* [Parts of the exercise]:
A) Answer these questions from the passage about Franklin Roosevelt's appeal:
(i) What nickname was given to the original Democratic field in the 1988 race?
(ii) In what city was the 1984 Democratic National Convention held?
(iii) What was the title of the New York Times editorial published the morning after Reagan's 1980 acceptance address?
B) Reproduce everything in the passage about Franklin Roosevelt's appeal from "That sentiment cut" down to "of his opponents.", with no changes.

When the American people got their first look at the entries in the 1988 presidential race, they sensed immediately that not one of the contenders measured up to their highest expectations. The Republican heir apparent was dismissed as a “wimp,” and the original Democratic field as the “seven dwarfs.” Asked whom in either party they preferred, a huge proportion of respondents replied, “None of the above.” And if inquirers had gone on to ask what sort of nominee voters had in mind, not a few would have answered without hesitation, “Franklin Delano Roosevelt.”

That sentiment cut across party lines. Predictably more than one Democrat sought to associate himself with his party’s four-time winner. At the 1984 Democratic National Convention in San Francisco, Jesse Jackson had drawn a roar of approval when he said that FDR in a wheelchair was better than Ronald Reagan on a horse, and in the 1988 contest Sen. Paul Simon of Illinois offered any number of New Deal solutions to contemporary problems. More surprisingly, Franklin Roosevelt has attracted no little favorable comment from Republicans, most conspicuously President Reagan. In his 1980 acceptance address Reagan spoke so warmly of FDR that the New York Times editorial the next morning was entitled “Franklin Delano Reagan,” and thereafter he rarely missed an opportunity to laud the idol of his opponents.

Source records
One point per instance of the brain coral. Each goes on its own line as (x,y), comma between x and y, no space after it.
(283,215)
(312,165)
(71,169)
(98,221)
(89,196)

* [Written responses]:
A)
(i) The "seven dwarfs"
(ii) San Francisco
(iii) "Franklin Delano Reagan"

B)
That sentiment cut across party lines. Predictably more than one Democrat sought to associate himself with his party’s four-time winner. At the 1984 Democratic National Convention in San Francisco, Jesse Jackson had drawn a roar of approval when he said that FDR in a wheelchair was better than Ronald Reagan on a horse, and in the 1988 contest Sen. Paul Simon of Illinois offered any number of New Deal solutions to contemporary problems. More surprisingly, Franklin Roosevelt has attracted no little favorable comment from Republicans, most conspicuously President Reagan. In his 1980 acceptance address Reagan spoke so warmly of FDR that the New York Times editorial the next morning was entitled “Franklin Delano Reagan,” and thereafter he rarely missed an opportunity to laud the idol of his opponents.